(Task requirements)
Write out exactly the lines below that run from the line containing "One keypoint belongs to every instance. Tag the trouser" through the last line of the records.

(Record set)
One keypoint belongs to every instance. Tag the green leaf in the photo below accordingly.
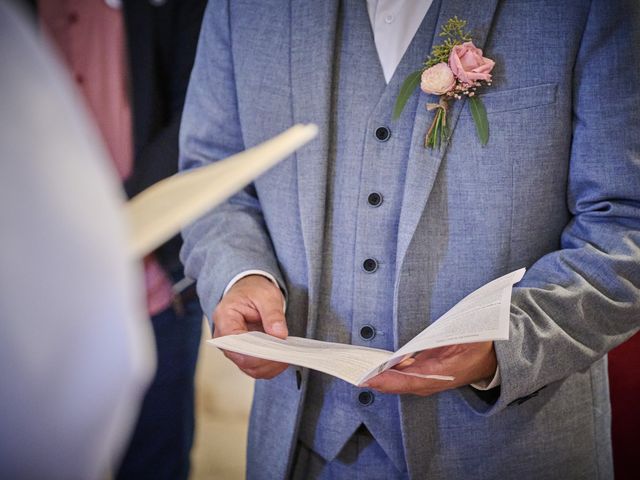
(408, 86)
(479, 114)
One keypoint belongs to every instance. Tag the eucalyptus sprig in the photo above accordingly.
(454, 34)
(444, 74)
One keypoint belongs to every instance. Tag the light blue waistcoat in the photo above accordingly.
(358, 229)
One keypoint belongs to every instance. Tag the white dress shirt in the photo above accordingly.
(76, 350)
(394, 24)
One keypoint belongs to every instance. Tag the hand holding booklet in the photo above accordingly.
(483, 315)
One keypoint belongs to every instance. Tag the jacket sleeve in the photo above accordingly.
(233, 237)
(578, 302)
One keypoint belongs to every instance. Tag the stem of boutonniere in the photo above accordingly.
(438, 132)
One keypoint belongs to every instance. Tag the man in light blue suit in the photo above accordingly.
(369, 237)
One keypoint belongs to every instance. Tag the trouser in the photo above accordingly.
(161, 442)
(361, 458)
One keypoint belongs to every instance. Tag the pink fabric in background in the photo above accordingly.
(91, 39)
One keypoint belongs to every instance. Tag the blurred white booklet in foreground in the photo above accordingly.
(159, 212)
(481, 316)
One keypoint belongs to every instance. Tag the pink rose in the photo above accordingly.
(468, 64)
(438, 79)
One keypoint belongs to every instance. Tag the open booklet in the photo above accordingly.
(160, 211)
(481, 316)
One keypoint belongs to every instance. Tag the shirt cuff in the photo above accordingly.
(495, 381)
(246, 273)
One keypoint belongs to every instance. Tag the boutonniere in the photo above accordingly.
(455, 69)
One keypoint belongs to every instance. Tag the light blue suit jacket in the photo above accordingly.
(557, 189)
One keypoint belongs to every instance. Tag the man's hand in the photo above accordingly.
(467, 363)
(253, 303)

(Task output)
One keypoint belongs to every instance. Tag the trouser in the photo above accordingly.
(161, 442)
(361, 458)
One keypoint belongs to every instance. Tag the pink fabric in background in the photo above accordingly.
(91, 39)
One keypoint belongs to every instance. Tag the blurred white booklet in foreground in the photo above accordingly.
(159, 212)
(481, 316)
One keypoint belongs to every instance. Tag the pink rose in the photo above accordingly.
(468, 64)
(438, 79)
One keypoint belongs to every instance. Tag the open booklet in the photo above accordingly.
(160, 211)
(481, 316)
One keypoint belongs to every instance. Tag the shirt cuff in the photo above accordingly.
(495, 381)
(246, 273)
One keypoint belongs to every instance. Tag the boutonniere in the photo above accordingly.
(455, 69)
One keypoint belongs to every instance. Tag the light blue suit jacket in the photo above accordingly.
(557, 189)
One keypoint belongs to every instance. Tag the man's hand in the photo above accordingly.
(467, 363)
(253, 303)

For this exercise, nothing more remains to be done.